" Reconsidering expectations of economic growth after world war ii from the perspective of 2004 "

par Robert W. Fogel NBER Working Paper 11125, février 2005.

L’économiste historien Robert W. Fogel s’est prêté à un petit jeu qui fait toujours mal : regarder ce que les anciens économistes, ceux des années 40-50, prédisaient pour notre monde actuel. Entre les erreurs complètes et les événements non prévus, le résultat est tout bonnement catastrophique.

La première erreur a porté sur le rythme de la croissance et des créations d’emplois. Les économistes étaient persuadés qu’au sortir de la guerre, l’économie mondiale connaîtrait une faible croissance et un niveau élevé de chômage. Ils avaient des raisons objectives à cela. Keynes avait montré quelques années plus tôt qu’un équilibre macroéconomique était compatible avec l’absence de plein-emploi. Aux Etats-Unis, 11 millions de soldats démobilisés et 9 millions de travailleurs dans les industries de défense allaient bientôt rejoindre un marché du travail de 60 millions de personnes. Difficile d’être optimiste dans ses prévisions d’emploi. Pourtant, l’économie américaine allait connaître deux récessions très courtes en 1945 et en 1949-1950, le taux de chômage s’établissant à moins de 3 % au début des années 50. Il est toutefois plus incompréhensible que le débat sur les risques d’une stagnation de long terme ait longtemps perduré dans les années 50 et 60, celles qui seront bientôt baptisées des " Trente Glorieuses ".

Une autre grande erreur est liée à l’appréciation du potentiel de développement des pays du Sud. Dans les années 60, les économistes soulignaient volontiers que l’arrivée d’investissements étrangers dans les pays en développement ne changerait rien tant que les " barrières culturelles " profondes qui les empêchaient de connaître une croissance dynamique ne seraient pas levées. De même, le principe d’une croissance tirée par les exportations était plutôt mal vu : un pays pauvre envoyant ses matières premières ou des produits à fort contenu en main-d’oeuvre dans les pays riches était un pays exploité par les puissances impériales du Nord.

La démographie fut une autre source de mauvaise prévision. Pas tant de la part des spécialistes, nous dit Fogel : contrairement aux analyses du Club de Rome qui concluaient que la croissance de la population allait épuiser rapidement la planète, les démographes pensaient en effet que l’augmentation rapide de la population dans les pays du Sud n’était due qu’à un retard dans la baisse de la fécondité par rapport à celle de la mortalité. Cette transition mettant du temps à survenir, les démographes ont commencé à dire qu’il ne fallait plus y croire... juste au moment où elle démarrait. Il était aussi prévu que les Chinois, trop nombreux, mourraient de faim, alors que l’offre de produits alimentaires par habitant a progressé en Chine de 70 % dans les quarante dernières années.

——

» **Consigne**: Rédigez la suite du texte sur les erreurs de prévision des économistes de l'après-guerre, en reprenant juste après sa dernière phrase.

(Données extraites)
——

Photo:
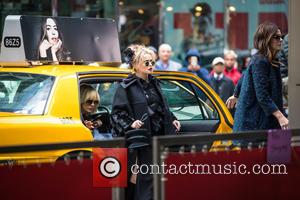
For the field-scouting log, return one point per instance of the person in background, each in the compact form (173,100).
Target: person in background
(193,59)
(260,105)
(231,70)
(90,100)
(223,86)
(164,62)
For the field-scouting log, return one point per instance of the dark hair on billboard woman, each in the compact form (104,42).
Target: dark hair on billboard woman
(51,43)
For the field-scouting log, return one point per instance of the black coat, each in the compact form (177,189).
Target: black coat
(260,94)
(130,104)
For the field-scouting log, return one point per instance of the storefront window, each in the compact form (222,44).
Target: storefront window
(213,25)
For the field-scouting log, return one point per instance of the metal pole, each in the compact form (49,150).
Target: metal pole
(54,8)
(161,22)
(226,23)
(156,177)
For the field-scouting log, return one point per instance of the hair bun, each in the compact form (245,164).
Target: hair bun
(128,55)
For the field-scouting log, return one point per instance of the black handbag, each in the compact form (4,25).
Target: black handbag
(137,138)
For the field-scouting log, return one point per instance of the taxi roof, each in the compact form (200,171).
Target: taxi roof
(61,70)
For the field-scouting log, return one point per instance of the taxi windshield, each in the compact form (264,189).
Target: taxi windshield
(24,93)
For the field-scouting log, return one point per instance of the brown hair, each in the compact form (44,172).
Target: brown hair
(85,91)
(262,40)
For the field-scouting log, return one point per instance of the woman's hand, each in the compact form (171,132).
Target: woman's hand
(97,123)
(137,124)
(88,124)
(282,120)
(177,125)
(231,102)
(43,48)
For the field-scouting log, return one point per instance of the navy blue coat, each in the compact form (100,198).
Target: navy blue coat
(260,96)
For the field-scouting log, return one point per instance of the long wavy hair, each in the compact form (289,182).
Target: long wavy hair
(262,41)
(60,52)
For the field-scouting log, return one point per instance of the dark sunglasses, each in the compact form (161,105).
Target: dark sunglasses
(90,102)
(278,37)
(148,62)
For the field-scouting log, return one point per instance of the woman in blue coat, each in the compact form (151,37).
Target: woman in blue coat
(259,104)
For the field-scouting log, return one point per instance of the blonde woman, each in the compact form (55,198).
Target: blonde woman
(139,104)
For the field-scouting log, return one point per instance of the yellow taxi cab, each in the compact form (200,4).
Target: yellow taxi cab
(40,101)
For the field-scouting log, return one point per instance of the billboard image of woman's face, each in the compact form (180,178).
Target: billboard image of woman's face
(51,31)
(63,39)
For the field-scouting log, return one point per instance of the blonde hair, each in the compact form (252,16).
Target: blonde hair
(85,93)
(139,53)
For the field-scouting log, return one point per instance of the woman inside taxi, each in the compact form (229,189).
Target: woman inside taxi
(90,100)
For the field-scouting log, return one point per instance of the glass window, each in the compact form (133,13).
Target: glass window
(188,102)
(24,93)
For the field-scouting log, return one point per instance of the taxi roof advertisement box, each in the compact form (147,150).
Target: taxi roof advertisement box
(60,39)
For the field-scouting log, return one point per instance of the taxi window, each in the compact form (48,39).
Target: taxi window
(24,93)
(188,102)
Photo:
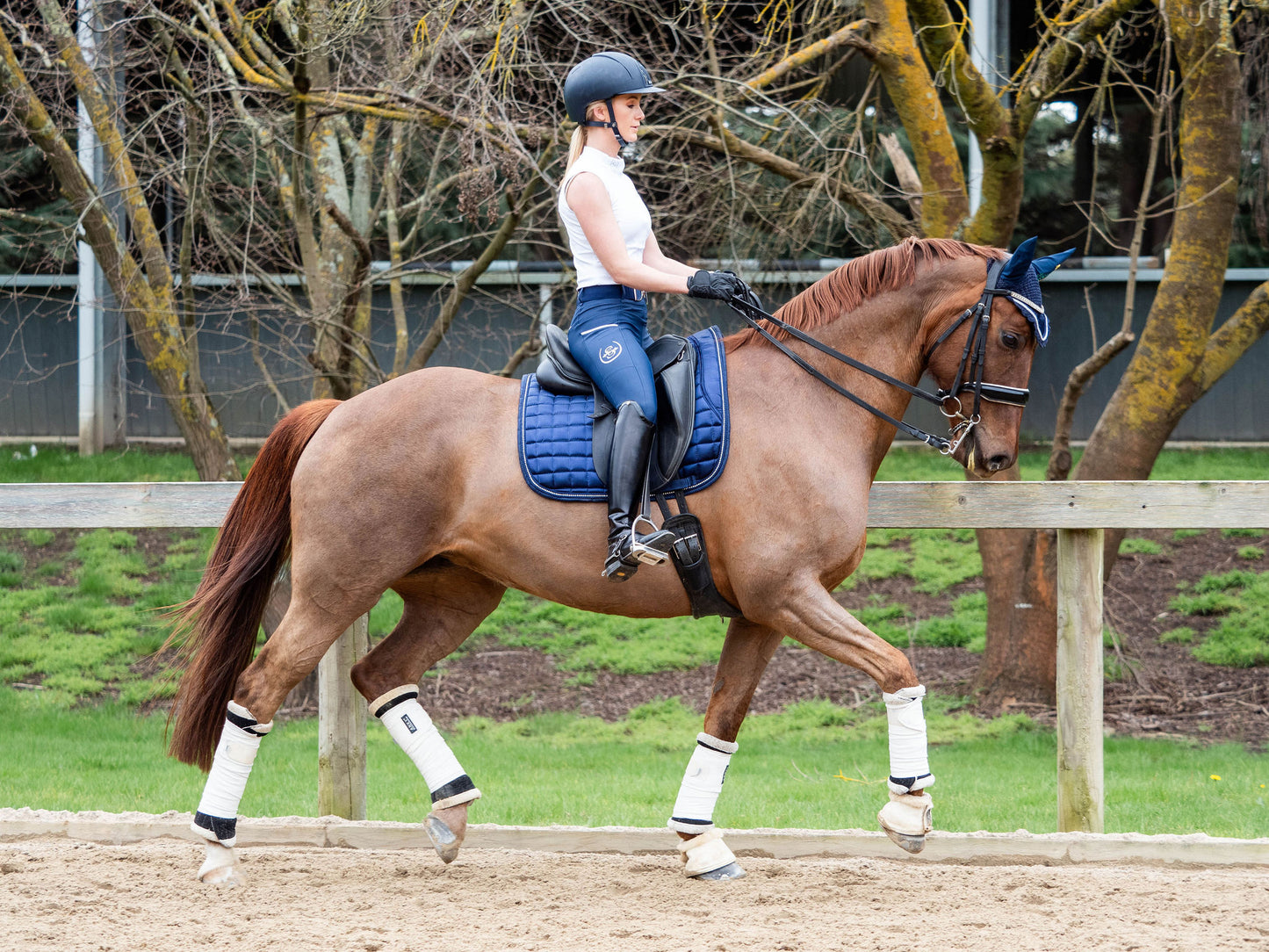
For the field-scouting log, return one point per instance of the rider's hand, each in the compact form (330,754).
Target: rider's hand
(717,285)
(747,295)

——

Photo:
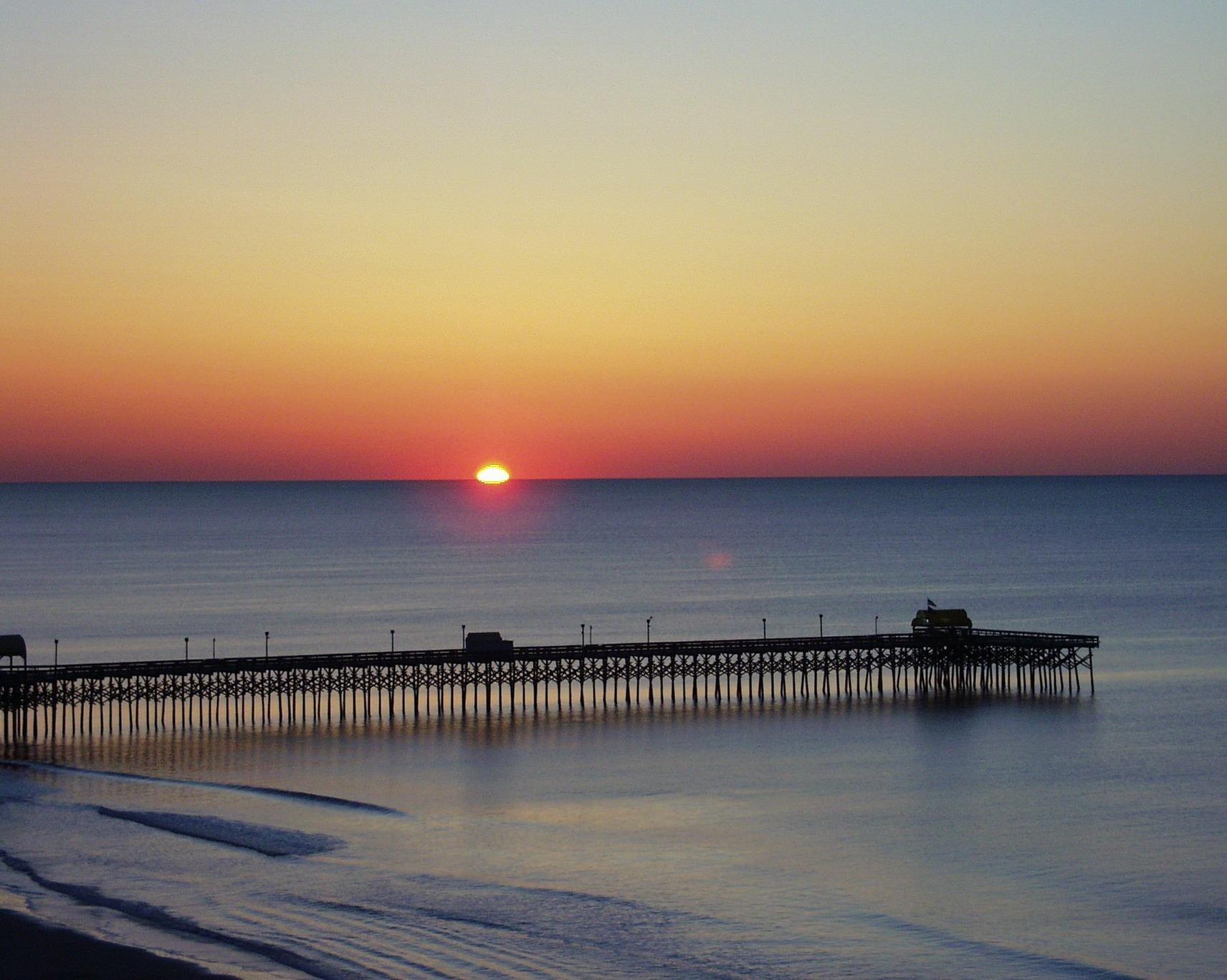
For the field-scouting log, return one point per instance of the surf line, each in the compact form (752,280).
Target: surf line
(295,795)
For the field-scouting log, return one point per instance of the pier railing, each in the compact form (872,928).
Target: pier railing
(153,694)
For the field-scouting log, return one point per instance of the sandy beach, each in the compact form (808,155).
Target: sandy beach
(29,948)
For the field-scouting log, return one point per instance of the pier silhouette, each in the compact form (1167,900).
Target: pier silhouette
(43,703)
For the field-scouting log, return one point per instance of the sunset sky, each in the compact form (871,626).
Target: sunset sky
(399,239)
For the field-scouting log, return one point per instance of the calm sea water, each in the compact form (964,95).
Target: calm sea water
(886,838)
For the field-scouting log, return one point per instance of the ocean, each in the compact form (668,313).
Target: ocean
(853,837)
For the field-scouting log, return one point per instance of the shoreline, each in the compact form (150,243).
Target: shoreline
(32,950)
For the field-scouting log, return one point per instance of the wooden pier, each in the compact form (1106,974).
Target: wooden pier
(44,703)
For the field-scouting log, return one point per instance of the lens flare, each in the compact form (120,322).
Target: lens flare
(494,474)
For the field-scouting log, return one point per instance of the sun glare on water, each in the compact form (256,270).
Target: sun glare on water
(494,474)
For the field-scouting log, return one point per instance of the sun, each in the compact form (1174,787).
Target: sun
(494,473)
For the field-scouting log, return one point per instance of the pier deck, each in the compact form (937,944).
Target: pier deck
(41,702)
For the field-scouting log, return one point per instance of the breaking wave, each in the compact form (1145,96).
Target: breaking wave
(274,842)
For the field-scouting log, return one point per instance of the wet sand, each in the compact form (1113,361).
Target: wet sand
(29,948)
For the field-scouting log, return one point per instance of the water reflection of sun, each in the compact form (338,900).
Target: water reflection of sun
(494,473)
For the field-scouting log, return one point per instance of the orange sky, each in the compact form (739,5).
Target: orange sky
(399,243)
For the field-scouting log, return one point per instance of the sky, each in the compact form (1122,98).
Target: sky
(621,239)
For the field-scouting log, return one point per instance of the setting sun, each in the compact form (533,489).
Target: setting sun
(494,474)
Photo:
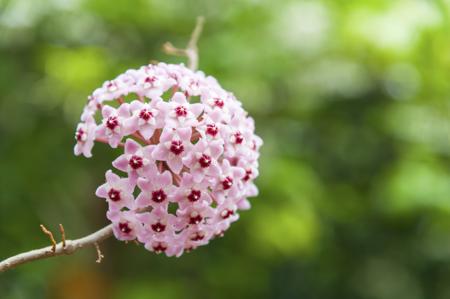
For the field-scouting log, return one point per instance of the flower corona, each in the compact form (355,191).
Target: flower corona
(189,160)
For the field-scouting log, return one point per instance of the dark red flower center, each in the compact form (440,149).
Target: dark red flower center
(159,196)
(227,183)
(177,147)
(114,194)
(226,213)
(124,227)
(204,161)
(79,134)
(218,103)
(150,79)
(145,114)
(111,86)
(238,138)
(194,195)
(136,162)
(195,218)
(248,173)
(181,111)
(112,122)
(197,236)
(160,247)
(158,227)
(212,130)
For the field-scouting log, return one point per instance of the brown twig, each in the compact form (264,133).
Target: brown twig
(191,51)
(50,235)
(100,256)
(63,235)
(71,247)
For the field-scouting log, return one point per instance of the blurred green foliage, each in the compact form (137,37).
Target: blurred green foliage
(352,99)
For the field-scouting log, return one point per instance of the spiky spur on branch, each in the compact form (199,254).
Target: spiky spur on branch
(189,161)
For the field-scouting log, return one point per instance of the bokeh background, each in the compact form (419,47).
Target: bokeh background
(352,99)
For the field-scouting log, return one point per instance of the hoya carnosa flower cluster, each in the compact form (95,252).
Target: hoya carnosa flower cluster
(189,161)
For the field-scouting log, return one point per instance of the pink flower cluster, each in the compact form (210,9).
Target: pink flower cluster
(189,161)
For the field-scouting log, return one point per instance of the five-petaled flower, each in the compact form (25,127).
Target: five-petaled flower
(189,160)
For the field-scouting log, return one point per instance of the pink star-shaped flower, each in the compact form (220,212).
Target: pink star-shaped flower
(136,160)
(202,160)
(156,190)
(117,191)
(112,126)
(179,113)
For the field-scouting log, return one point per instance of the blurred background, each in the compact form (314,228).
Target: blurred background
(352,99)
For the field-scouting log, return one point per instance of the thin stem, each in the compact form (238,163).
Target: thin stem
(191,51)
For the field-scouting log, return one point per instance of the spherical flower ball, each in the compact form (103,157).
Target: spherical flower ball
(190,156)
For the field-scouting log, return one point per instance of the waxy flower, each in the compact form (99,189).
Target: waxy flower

——

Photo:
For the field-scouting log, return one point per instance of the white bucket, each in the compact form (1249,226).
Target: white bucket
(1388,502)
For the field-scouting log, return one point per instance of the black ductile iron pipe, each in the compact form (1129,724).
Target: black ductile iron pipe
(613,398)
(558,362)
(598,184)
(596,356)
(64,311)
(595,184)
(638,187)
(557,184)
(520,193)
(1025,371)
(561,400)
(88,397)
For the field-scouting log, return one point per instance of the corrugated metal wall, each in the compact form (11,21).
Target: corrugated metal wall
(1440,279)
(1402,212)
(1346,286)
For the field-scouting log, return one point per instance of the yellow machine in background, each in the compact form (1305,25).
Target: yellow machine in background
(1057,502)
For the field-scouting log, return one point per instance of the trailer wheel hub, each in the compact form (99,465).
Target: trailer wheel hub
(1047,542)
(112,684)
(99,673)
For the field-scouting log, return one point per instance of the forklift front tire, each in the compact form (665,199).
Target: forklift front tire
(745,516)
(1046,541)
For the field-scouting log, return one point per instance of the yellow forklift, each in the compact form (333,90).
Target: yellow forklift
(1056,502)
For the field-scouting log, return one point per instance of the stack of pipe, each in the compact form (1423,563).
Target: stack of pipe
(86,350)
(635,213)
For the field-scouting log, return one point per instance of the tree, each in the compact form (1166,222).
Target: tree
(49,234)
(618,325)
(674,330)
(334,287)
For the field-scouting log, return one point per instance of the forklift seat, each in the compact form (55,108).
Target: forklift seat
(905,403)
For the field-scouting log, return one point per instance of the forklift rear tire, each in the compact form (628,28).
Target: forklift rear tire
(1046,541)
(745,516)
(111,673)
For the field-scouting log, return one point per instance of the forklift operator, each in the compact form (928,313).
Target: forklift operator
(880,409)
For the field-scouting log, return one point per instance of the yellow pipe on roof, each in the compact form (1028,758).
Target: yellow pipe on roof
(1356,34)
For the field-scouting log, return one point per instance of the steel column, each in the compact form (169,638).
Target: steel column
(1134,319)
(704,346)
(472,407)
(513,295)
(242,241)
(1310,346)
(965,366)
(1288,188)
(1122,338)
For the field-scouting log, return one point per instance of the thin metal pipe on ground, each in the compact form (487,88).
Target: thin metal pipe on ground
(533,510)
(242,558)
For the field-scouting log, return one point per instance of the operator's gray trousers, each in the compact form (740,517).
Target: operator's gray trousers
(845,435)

——

» **Réponse**:
Reste les grands événements non prévus. Le décollage du Japon, d’abord. Celui des pays émergents asiatiques, ensuite, et, enfin, la montée en puissance de la Chine. Durant les années 50-60, les économistes s’amusaient à calculer le moment où le produit intérieur brut (PIB) de l’URSS allait dépasser celui des Etats-Unis. Dans les années 80, ils cherchaient le moment où ce serait au tour du Japon. Aujourd’hui, les calculs portent sur la Chine. En dépit de ces expériences malheureuses, Fogel nous dit qu’il maintient son pari : c’est en 2030 que le PIB de la Chine et des pays du Sud-Est asiatique dépassera celui des Etats-Unis et des cinq plus grands pays européens.

Les erreurs de prévisions des économistes ne sont pas particulièrement l’apanage des cinquante dernières années. Au milieu du XVIIIe siècle, les économistes pensaient que le progrès de la dernière décennie avait été si important que la fin de l’histoire était arrivée. A la fin du XIXe siècle, ils pensaient que la croissance du dernier demi-siècle avait été si fabuleuse qu’il serait impossible de retrouver une telle dynamique. Constatant ces erreurs à répétition, l’économiste américain Simon Kuznets avait rendu son verdict : si vous voulez connaître l’avenir du monde, laissez tomber l’économie et lisez des romans de science fiction !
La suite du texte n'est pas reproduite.